>> Start Stored data

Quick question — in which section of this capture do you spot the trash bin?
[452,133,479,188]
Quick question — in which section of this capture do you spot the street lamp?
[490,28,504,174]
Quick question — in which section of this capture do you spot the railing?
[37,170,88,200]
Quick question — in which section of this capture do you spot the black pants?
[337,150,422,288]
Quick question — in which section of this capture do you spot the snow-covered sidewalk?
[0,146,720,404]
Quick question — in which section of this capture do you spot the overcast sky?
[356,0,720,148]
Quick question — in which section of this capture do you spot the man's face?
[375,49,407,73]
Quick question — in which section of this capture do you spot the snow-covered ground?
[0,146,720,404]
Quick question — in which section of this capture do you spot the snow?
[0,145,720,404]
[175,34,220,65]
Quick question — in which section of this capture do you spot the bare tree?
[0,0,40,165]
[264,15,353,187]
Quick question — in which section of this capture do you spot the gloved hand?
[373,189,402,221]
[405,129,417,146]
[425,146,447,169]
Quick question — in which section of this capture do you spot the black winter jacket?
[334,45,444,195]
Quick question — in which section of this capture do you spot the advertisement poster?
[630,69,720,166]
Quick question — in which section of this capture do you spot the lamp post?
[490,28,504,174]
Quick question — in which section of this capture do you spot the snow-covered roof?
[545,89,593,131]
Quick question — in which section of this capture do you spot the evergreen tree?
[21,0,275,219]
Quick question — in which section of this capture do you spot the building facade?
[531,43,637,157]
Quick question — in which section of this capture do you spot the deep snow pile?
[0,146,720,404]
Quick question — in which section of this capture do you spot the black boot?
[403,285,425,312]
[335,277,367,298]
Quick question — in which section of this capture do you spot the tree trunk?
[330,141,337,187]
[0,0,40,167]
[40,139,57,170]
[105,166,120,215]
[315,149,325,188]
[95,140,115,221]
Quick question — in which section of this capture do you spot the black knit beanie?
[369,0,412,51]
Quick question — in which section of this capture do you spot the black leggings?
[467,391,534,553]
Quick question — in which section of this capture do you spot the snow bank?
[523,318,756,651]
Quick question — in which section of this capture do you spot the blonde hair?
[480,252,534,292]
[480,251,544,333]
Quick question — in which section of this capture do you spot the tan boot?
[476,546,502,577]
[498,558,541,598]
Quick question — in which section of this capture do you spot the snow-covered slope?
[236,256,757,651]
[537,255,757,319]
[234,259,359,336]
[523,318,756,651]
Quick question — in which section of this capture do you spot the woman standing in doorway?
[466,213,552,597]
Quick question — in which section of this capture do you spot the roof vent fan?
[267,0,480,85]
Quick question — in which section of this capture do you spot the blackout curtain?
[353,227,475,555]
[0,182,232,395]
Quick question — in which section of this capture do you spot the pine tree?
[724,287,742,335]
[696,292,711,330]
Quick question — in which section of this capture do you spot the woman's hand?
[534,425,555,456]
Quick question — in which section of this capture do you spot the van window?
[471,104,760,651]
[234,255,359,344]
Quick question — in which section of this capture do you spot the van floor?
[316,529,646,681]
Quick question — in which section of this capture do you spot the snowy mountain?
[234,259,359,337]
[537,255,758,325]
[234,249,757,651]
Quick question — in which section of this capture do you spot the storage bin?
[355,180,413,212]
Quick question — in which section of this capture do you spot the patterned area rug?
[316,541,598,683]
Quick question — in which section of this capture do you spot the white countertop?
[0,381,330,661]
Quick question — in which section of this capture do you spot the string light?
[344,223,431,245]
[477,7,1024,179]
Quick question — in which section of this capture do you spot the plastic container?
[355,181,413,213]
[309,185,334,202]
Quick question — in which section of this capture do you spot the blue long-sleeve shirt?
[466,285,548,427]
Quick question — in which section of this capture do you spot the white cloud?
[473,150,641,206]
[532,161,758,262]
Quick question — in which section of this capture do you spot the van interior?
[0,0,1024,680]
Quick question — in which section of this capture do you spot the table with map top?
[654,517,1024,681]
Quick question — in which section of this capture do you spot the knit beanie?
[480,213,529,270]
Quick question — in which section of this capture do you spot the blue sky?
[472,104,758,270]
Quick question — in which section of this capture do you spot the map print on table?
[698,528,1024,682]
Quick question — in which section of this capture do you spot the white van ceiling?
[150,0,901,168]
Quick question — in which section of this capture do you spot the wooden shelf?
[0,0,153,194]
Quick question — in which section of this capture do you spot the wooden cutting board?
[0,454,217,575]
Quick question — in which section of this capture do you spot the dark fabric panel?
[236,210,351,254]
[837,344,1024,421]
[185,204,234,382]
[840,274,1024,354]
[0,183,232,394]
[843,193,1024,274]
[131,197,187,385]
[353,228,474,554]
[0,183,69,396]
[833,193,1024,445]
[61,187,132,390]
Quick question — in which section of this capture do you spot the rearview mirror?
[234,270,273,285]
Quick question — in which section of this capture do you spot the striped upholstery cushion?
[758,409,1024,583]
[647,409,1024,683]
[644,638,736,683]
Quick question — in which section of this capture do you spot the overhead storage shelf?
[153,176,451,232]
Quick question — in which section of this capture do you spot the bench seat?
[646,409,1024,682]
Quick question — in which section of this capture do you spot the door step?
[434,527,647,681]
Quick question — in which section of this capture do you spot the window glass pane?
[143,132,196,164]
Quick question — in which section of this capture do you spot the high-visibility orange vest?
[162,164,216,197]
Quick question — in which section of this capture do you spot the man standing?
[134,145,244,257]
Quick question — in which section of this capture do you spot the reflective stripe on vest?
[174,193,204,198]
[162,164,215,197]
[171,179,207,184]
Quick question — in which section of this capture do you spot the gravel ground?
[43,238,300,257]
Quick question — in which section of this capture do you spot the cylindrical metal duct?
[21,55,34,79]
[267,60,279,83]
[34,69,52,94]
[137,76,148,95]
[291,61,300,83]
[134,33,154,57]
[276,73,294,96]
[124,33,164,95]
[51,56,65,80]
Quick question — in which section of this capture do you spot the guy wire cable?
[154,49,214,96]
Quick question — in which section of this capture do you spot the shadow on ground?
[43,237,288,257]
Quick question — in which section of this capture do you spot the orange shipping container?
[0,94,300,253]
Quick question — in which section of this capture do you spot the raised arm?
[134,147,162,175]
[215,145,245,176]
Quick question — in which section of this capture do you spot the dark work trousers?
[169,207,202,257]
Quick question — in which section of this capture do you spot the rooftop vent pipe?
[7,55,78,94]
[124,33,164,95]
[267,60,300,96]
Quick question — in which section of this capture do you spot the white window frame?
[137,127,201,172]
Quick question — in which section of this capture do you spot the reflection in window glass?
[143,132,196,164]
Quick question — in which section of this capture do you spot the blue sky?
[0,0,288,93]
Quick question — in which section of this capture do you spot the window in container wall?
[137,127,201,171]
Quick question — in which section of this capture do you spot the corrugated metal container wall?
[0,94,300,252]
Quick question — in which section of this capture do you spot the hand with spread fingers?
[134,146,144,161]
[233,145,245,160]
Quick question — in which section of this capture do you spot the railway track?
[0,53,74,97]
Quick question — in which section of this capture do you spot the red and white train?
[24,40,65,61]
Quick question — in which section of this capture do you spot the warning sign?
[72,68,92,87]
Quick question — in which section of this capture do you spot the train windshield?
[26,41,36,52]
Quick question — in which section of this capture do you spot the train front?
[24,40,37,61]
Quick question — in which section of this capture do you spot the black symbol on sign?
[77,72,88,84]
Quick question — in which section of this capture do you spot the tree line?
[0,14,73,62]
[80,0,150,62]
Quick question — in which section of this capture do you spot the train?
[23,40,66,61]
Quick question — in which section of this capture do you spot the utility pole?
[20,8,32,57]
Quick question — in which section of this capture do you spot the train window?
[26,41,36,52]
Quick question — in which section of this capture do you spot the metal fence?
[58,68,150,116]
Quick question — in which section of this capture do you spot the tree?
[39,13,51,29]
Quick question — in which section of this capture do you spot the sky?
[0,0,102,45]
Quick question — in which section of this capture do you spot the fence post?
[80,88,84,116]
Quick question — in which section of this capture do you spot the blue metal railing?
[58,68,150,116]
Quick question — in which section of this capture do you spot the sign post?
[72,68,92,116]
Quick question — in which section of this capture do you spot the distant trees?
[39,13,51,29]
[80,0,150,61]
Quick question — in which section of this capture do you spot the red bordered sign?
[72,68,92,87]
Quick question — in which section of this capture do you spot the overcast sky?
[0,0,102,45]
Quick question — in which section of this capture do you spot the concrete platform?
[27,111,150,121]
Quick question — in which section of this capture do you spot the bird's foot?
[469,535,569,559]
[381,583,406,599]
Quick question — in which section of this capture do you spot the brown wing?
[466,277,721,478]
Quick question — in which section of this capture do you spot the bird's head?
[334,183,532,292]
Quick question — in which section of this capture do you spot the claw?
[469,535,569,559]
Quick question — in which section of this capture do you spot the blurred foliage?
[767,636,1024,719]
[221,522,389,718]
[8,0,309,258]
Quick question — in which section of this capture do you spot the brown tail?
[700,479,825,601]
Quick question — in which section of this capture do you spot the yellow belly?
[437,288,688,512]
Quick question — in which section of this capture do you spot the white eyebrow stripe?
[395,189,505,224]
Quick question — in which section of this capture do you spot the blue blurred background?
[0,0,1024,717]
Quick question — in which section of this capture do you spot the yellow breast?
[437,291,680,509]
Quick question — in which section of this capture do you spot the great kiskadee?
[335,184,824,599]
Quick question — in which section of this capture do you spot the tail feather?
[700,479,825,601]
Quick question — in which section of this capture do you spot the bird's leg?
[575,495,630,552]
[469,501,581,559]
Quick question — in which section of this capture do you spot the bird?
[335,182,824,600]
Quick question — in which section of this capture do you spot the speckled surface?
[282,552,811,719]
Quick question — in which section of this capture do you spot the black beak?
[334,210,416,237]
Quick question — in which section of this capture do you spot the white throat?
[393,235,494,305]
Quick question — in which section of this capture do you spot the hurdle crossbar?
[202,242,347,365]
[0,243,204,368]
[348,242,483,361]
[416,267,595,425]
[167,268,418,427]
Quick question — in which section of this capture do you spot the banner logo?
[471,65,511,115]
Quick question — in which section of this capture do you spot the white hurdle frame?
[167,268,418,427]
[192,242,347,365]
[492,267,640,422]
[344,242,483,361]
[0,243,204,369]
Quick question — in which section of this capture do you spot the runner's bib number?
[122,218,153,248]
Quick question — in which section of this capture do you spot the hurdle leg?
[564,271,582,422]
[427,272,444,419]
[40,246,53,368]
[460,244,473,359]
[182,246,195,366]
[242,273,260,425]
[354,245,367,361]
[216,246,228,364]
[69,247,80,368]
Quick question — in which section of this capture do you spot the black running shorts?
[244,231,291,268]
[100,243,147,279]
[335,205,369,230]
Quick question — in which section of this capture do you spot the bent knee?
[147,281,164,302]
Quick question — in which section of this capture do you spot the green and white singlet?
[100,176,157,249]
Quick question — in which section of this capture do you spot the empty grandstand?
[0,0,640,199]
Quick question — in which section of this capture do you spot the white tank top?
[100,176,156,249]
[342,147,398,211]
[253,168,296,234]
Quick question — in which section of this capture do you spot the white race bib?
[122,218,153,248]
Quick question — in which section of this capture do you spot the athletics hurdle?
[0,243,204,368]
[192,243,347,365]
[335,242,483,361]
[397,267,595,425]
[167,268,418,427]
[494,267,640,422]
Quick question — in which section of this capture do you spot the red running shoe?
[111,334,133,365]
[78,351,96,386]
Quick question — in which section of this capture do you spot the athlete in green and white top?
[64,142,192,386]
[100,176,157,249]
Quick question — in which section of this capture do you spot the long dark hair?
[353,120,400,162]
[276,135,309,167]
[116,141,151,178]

>> End Stored data

Please rewrite the entries from the line with "the blackout curtain?" to the line with "[316,541,598,683]", substituting "spruce tree" for "pine tree" and leaving everything else unchanged.

- **Solution to this problem**:
Quick question — in which section of this capture do you spot the blackout curtain?
[353,227,475,555]
[0,182,232,395]
Quick question — in which section of this capture do you spot the spruce tree?
[724,287,742,335]
[696,292,711,330]
Quick question — in which section of this capture do you spot the woman's hand?
[534,425,555,456]
Quick question — in which section of this capture do you spot the van window?
[471,104,760,651]
[234,255,359,344]
Quick question — in which section of this capture do you spot the van floor?
[316,529,646,681]
Quick question — in which section of this capture do you spot the snowy mountain?
[234,259,359,337]
[537,255,758,325]
[234,249,757,651]
Quick question — in which section of this capture do you spot the storage bin?
[355,180,413,212]
Quick question — in which section of this capture do you spot the patterned area rug?
[316,541,598,683]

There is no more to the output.